EXERCISE DESCRIPTION |
Please copy the items below word for word, from the line with "of the side" through the line with "[(9, 300), (740, 318), (758, 297), (37, 309)]".

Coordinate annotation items
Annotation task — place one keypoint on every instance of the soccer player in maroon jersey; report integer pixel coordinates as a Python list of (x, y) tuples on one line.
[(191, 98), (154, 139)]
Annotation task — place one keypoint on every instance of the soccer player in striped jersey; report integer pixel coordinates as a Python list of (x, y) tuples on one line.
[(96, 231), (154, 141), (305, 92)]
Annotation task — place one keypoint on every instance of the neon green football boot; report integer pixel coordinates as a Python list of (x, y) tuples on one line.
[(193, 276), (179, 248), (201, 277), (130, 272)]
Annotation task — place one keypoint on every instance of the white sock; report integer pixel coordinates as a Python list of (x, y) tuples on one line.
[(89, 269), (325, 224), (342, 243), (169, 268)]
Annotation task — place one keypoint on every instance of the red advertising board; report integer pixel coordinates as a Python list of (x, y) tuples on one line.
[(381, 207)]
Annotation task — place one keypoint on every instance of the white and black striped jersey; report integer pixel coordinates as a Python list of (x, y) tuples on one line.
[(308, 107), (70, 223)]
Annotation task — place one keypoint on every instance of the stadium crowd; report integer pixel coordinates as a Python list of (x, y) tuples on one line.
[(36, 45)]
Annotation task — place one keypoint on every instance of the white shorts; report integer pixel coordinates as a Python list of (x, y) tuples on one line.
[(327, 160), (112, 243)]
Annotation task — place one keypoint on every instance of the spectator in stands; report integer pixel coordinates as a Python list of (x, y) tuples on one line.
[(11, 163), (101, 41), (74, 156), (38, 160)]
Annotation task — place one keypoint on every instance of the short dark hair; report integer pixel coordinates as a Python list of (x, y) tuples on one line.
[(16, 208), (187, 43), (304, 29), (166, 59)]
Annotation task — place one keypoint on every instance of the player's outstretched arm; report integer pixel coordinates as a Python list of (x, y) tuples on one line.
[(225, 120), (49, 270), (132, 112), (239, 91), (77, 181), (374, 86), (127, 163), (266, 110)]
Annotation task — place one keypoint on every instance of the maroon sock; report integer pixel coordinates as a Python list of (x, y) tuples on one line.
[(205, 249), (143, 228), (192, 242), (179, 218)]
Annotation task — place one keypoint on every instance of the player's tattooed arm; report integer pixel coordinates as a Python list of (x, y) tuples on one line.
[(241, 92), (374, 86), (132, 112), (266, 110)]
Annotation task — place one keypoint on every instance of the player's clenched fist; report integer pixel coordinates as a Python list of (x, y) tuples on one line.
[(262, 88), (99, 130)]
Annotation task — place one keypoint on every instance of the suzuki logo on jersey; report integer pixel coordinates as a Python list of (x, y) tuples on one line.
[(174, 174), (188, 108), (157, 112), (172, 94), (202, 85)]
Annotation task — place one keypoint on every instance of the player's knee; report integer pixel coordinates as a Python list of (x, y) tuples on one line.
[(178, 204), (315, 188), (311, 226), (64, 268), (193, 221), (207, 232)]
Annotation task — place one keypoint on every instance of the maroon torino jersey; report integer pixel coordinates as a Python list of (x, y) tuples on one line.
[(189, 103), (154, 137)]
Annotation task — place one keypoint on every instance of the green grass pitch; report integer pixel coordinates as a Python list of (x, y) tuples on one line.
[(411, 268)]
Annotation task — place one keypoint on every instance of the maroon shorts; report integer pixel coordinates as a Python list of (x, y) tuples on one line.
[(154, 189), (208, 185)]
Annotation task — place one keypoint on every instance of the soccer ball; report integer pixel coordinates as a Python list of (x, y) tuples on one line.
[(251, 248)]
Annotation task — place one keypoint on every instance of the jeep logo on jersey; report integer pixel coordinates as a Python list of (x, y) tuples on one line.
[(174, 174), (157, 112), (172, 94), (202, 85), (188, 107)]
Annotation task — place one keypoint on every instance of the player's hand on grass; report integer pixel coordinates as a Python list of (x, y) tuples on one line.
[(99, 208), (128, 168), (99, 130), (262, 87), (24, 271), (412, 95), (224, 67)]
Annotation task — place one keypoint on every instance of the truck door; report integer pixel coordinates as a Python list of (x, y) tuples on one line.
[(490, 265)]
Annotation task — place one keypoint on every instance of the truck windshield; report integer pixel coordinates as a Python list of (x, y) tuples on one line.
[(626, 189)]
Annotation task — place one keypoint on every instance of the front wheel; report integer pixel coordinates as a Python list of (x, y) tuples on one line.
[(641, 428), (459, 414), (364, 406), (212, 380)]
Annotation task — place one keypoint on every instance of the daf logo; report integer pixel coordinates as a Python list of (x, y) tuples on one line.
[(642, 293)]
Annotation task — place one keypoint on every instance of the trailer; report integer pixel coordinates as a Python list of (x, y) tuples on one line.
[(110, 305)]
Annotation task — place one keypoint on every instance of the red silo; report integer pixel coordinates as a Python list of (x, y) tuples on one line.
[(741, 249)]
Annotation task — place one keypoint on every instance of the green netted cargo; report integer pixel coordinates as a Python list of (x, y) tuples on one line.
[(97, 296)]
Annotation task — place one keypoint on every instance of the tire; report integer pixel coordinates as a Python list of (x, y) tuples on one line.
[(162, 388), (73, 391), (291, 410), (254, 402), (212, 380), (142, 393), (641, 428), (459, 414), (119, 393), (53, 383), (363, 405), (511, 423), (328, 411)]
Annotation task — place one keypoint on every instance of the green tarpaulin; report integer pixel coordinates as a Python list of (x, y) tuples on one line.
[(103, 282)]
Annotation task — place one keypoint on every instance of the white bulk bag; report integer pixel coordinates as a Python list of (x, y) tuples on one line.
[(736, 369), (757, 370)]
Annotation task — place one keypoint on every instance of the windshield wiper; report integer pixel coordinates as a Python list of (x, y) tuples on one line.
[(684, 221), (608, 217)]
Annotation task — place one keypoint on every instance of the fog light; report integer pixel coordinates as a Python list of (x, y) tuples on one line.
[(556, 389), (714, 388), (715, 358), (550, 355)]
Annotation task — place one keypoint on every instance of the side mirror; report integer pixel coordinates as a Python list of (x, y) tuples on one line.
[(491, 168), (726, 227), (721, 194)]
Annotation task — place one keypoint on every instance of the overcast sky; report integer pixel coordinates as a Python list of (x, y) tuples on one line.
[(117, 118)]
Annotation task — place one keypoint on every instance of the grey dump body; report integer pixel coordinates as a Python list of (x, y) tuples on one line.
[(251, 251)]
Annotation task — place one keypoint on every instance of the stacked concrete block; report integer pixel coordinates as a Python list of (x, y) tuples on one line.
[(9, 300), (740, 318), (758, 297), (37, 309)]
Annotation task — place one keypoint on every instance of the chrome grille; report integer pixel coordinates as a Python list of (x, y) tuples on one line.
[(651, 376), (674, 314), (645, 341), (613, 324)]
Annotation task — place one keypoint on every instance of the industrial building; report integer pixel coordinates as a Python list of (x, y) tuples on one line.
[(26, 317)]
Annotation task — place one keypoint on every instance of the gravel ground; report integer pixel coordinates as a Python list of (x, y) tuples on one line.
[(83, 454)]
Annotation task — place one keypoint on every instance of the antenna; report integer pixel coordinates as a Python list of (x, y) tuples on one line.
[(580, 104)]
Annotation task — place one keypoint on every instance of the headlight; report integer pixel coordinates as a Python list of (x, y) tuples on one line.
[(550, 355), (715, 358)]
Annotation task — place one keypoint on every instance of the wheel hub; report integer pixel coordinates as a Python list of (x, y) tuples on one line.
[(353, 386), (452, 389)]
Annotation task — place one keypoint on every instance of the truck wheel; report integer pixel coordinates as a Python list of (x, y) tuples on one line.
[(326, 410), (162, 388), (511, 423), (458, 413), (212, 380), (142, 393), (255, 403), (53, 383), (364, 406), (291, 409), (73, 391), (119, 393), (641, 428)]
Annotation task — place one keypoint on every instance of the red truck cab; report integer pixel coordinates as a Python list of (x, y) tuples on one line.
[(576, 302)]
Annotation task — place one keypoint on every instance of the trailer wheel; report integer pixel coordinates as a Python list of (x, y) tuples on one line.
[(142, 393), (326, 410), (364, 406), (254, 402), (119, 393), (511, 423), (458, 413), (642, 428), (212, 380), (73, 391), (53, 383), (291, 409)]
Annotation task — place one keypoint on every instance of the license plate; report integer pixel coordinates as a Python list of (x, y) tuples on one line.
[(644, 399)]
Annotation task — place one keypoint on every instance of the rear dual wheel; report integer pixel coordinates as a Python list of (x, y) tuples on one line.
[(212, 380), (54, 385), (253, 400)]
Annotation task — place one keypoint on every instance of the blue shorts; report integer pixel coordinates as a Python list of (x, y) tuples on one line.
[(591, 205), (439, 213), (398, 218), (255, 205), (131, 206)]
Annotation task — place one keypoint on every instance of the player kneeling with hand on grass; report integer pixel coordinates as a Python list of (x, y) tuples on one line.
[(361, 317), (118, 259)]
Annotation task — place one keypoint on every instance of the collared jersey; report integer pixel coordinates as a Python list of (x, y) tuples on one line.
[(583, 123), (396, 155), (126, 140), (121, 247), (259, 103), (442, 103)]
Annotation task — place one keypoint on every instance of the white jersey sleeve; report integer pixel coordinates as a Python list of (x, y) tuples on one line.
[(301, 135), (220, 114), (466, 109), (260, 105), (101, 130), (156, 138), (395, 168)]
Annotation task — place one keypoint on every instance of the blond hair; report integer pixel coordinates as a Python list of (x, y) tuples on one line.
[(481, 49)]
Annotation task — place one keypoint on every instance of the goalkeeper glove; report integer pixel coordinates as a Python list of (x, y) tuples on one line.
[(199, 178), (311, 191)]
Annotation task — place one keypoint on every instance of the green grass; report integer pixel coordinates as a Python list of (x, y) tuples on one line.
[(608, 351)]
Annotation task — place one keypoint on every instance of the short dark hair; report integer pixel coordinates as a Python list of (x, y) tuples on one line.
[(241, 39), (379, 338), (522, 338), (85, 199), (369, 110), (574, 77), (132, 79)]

TASK SOLUTION |
Annotation task — place one keypoint on every instance of the side mirror; report integer pixel coordinates as a Python list of (x, y) tuples on one line.
[(491, 168), (726, 227), (721, 194)]
Annotation task — place one keypoint on every instance of the overcast sky; report integer pixel coordinates as a Python list of (x, y) tuples on one line.
[(117, 118)]
Annotation task — place one keypoint on every instance of the grey dump body; report integer pixel coordinates as a Python list of (x, y) tuples on one line.
[(251, 251)]
Annotation task — place one keypoint on every instance of the stacked concrete block; report integer pixel coordinates as a Python list of (x, y) tuples on one line.
[(9, 300), (740, 318), (758, 297), (37, 309)]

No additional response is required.